**DATA EXCERPTS:**
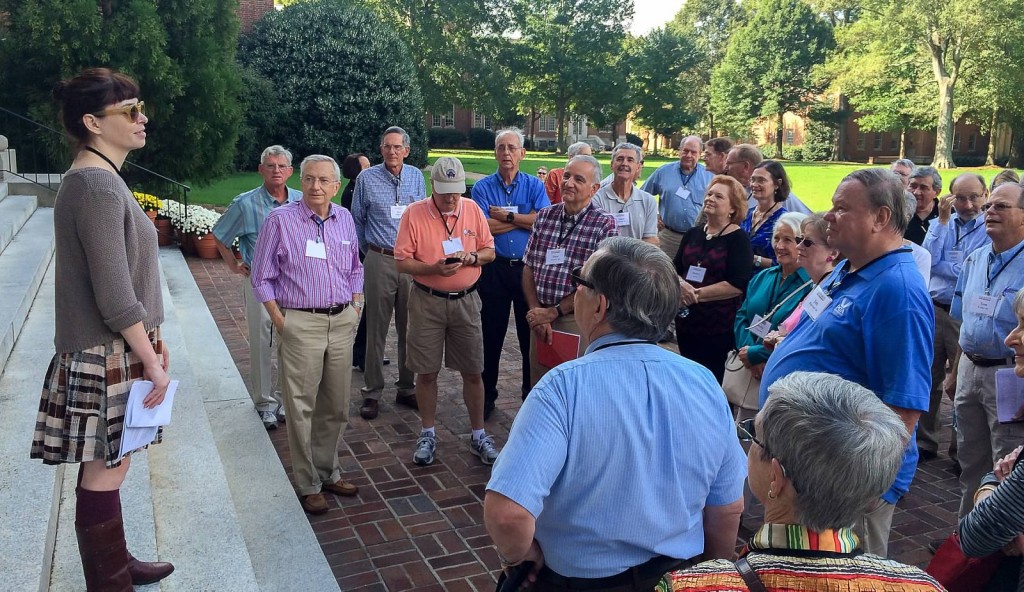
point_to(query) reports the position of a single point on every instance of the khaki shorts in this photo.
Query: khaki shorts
(438, 326)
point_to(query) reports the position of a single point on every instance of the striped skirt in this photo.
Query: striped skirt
(82, 407)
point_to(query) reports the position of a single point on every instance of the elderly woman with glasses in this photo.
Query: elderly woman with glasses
(823, 450)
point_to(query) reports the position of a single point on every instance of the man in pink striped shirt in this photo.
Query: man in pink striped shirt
(306, 271)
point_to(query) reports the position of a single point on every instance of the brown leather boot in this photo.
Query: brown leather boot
(104, 556)
(143, 573)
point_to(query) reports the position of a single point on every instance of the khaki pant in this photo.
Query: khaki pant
(386, 292)
(946, 349)
(981, 439)
(565, 325)
(264, 392)
(316, 373)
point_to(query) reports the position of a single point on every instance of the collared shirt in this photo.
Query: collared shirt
(579, 235)
(283, 269)
(949, 245)
(680, 195)
(998, 276)
(641, 209)
(245, 216)
(878, 331)
(525, 194)
(601, 509)
(377, 191)
(424, 228)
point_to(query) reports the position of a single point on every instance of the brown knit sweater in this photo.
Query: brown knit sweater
(108, 270)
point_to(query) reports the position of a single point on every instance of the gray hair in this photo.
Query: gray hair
(597, 174)
(275, 151)
(885, 189)
(791, 220)
(320, 159)
(510, 130)
(921, 172)
(640, 283)
(628, 146)
(396, 129)
(576, 148)
(841, 446)
(904, 163)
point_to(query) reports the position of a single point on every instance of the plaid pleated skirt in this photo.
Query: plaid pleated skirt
(82, 407)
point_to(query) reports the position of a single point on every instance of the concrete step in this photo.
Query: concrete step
(14, 211)
(22, 268)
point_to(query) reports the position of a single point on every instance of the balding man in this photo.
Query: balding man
(553, 182)
(681, 187)
(739, 165)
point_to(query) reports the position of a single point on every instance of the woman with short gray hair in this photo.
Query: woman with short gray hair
(823, 449)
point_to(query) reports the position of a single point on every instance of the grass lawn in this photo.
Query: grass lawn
(814, 182)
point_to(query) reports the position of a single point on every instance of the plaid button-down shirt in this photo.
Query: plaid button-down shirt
(580, 241)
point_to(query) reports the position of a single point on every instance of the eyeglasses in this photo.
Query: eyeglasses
(747, 432)
(133, 111)
(576, 277)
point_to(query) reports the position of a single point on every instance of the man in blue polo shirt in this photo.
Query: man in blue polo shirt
(510, 200)
(681, 187)
(869, 322)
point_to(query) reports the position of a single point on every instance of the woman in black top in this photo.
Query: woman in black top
(714, 267)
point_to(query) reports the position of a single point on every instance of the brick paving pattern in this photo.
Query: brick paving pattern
(422, 529)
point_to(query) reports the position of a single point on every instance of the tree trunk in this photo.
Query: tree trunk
(778, 136)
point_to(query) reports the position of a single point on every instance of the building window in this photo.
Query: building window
(443, 119)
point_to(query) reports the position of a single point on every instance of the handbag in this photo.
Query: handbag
(738, 383)
(956, 572)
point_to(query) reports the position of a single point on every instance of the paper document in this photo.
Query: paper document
(564, 346)
(140, 423)
(1009, 396)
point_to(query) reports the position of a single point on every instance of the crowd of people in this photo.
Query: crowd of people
(625, 468)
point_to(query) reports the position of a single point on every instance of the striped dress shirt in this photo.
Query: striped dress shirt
(284, 272)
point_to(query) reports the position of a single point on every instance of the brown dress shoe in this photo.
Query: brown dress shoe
(341, 488)
(314, 504)
(143, 573)
(370, 409)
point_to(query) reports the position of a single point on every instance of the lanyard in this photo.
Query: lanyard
(990, 278)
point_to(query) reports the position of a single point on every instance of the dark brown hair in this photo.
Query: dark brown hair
(91, 91)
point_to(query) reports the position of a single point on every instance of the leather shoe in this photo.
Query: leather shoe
(408, 399)
(370, 409)
(314, 504)
(143, 573)
(341, 488)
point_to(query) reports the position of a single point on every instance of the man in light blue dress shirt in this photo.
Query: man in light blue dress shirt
(983, 301)
(958, 230)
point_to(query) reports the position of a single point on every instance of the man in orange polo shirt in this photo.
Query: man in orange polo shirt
(441, 243)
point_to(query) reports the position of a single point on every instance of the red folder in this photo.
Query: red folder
(564, 346)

**WHAT TO DO:** Return each line above exactly; any pictures are to be skipped.

**TASK RESULT:**
point_to(query) reports the position of a single point on every instance of the khaki shorts in this photo.
Query: khaki shorts
(438, 326)
point_to(query) reports the position of a single point on every instance of the striped skirt in this photo.
Query: striped skirt
(82, 407)
point_to(query) reports the position of a single point on every instance of the elderly woman with glasses in this photo.
Query: elderly woman with glasses
(823, 450)
point_to(query) reports the position of a single point on every instance of the man in pink striped shirt in this photo.
Query: man in pink striped shirt
(306, 271)
point_to(query) reports the position of a single point on every instance of the brown leather boot in this photo.
Query: brown leather boot
(104, 556)
(143, 573)
point_to(query) reports the position of a single point on every instance of the khaki pant in this photo.
Query: khaki pant
(386, 292)
(946, 349)
(981, 439)
(565, 325)
(264, 392)
(316, 373)
point_to(query) reports the position of a single point on every instance of the collared shirt in this photo.
Query: collared shirt
(579, 235)
(283, 269)
(949, 245)
(680, 195)
(998, 276)
(641, 209)
(245, 216)
(878, 331)
(525, 194)
(601, 509)
(377, 191)
(424, 228)
point_to(query) reports the position of a single point on every instance of the brown knit sweater in this photo.
Query: brown knit sweater
(108, 270)
point_to(query) reports the position of a single point on every instance of the gray hair in this photo.
Query: gray hair
(597, 174)
(275, 151)
(885, 189)
(791, 220)
(320, 159)
(510, 130)
(921, 172)
(640, 283)
(628, 146)
(396, 129)
(576, 148)
(841, 446)
(904, 163)
point_to(query) reports the position of a single point on every instance of the plaid pleated skirt in this photo.
Query: plaid pleated skirt
(82, 407)
point_to(query) reports the position of a single point on every instance of the concrete step in this photo.
Query: concrete step
(14, 211)
(22, 268)
point_to(query) reports the position of a single point on every instance of the balding man in this photo.
Query: balding man
(553, 182)
(681, 187)
(739, 165)
point_to(query) reports the position of a single point on every instance of the woman with short gray hair in this photo.
Query: woman with short gray hair
(823, 449)
point_to(query) reports the position of a single point on every instance of the grass lawn in this photo.
Query: grass lawn
(814, 182)
point_to(query) reports the position of a single point on every instance of the plaid button-down shirt in this photo.
Query: plaid button-down shirt
(580, 241)
point_to(query) reports the position of a single point on every instance of the eyeglasses in this photo.
Query: eyeglasses
(747, 432)
(133, 111)
(576, 277)
point_to(query) reports the position of a single point on every instance of the man in blue polo shirt in this photo.
Query: man in blue polo shirt
(510, 200)
(681, 187)
(869, 322)
point_to(query) reports the position of a single point on every instance of the woman in black top in this photo.
Query: woman in black top
(714, 267)
point_to(query) reports the position of a single point on every instance of the brick paving pattern in this photo.
Query: brick paving pattern
(422, 529)
point_to(query) reports the position of a single point on every instance of the tree trunk in this photo.
Query: tree trunk
(778, 136)
point_to(query) reports the position of a single point on every instance of the building window in this photo.
Query: building window
(443, 119)
point_to(query) reports the position of a single point on every instance of the handbag in this photo.
Query: handbag
(738, 383)
(956, 572)
point_to(query) reports the position of a single point on every instance of the paper document in this photo.
Query: paper document
(564, 346)
(140, 423)
(1009, 396)
point_to(query) reports the position of a single point on every instance of the crowd of people in this photo.
Query: crowd of people
(625, 468)
point_to(query) reports the position of a single point on every instance of the striped dress shirt in this photo.
Query: striped dress shirt
(284, 272)
point_to(query) reports the position of a single point on every instance of the brown dress shoe in this photo.
Query: brown dress shoe
(341, 488)
(314, 504)
(143, 573)
(370, 409)
point_to(query) reports the position of a single point on every instance of the lanyard in this photo.
Query: lanyard
(990, 278)
point_to(query) reports the position of a single point on every instance of the dark brown hair in this photo.
Query: dark brown hair
(91, 91)
point_to(query) reports the position of a single point on every instance of the leather shoe in this photo.
Query: leather shoe
(408, 399)
(370, 409)
(314, 504)
(143, 573)
(341, 488)
point_to(query) reports the position of a single point on every instance of the man in light blue dress shirt in this photo.
Query: man in light blue dress shirt
(983, 301)
(958, 230)
point_to(query) reports the position of a single point on every instance of the man in orange polo shirt in this photo.
Query: man in orange polo shirt
(441, 243)
point_to(query) reports the position of a single point on every instance of the red folder in this photo.
Query: red folder
(564, 346)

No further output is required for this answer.